• **EXERCISE DETAILS**
Rewrite the items from the line with "[locate] crouching stance" through the end of the items, replacing "crouching" with "squatting" and leaving everything else unchanged. Give only those lines.

• **PROVIDED DATA**

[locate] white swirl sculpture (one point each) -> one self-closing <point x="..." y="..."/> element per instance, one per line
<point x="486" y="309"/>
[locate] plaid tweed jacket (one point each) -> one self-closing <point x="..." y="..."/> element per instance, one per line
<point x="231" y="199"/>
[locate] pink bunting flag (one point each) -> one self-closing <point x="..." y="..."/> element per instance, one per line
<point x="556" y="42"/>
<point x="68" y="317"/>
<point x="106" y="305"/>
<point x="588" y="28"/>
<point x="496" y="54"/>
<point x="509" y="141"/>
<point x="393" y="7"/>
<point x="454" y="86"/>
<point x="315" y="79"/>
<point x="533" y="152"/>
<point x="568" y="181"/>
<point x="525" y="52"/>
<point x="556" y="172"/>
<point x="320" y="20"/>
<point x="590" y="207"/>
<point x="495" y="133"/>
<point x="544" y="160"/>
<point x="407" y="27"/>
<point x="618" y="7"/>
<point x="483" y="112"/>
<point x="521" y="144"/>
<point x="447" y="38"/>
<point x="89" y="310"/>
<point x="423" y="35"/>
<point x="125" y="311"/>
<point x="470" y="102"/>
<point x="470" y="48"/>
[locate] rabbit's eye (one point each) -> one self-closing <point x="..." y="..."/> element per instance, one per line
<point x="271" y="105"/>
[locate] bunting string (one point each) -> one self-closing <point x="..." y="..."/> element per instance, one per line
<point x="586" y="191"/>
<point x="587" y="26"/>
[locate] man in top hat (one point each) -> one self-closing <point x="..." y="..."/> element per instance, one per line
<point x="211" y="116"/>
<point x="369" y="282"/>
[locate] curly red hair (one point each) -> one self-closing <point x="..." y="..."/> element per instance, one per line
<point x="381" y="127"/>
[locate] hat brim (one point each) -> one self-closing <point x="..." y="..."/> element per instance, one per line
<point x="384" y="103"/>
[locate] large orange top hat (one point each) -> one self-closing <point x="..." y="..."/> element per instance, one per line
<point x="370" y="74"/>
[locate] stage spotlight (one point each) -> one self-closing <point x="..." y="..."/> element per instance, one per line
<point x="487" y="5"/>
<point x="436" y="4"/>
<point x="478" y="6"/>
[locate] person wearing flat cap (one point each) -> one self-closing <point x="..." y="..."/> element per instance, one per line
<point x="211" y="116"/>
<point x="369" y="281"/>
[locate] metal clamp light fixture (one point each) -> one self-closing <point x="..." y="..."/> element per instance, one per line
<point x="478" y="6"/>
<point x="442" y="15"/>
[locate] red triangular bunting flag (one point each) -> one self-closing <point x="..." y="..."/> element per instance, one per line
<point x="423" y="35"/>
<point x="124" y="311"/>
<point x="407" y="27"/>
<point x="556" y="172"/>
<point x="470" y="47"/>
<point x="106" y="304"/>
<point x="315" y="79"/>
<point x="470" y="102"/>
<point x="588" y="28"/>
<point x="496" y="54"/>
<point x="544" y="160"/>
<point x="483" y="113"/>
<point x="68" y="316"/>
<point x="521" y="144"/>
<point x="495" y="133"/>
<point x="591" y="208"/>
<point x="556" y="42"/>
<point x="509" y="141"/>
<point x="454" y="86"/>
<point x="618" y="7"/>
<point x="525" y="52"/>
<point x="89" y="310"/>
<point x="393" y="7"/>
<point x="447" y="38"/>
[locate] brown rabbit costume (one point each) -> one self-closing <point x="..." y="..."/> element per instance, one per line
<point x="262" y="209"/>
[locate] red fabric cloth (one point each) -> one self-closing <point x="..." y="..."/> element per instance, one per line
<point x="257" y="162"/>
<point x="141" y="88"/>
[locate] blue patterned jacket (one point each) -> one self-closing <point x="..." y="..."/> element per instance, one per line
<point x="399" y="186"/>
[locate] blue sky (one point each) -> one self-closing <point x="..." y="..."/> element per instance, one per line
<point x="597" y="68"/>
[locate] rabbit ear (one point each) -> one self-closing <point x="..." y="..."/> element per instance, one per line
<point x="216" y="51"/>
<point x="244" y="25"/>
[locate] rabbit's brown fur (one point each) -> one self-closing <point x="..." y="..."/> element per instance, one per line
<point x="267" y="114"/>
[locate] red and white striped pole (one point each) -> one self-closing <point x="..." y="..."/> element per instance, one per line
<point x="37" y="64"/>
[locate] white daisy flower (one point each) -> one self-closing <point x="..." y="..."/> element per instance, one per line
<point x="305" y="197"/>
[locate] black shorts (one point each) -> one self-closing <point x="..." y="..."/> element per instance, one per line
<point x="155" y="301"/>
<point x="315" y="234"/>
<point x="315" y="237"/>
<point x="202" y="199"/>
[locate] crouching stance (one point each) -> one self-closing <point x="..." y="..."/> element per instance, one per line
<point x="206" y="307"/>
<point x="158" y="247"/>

• **OUTPUT FOR THIS EXERCISE**
[locate] squatting stance (one point each) -> one self-closing <point x="..." y="..."/> element per instance, one per line
<point x="206" y="307"/>
<point x="158" y="247"/>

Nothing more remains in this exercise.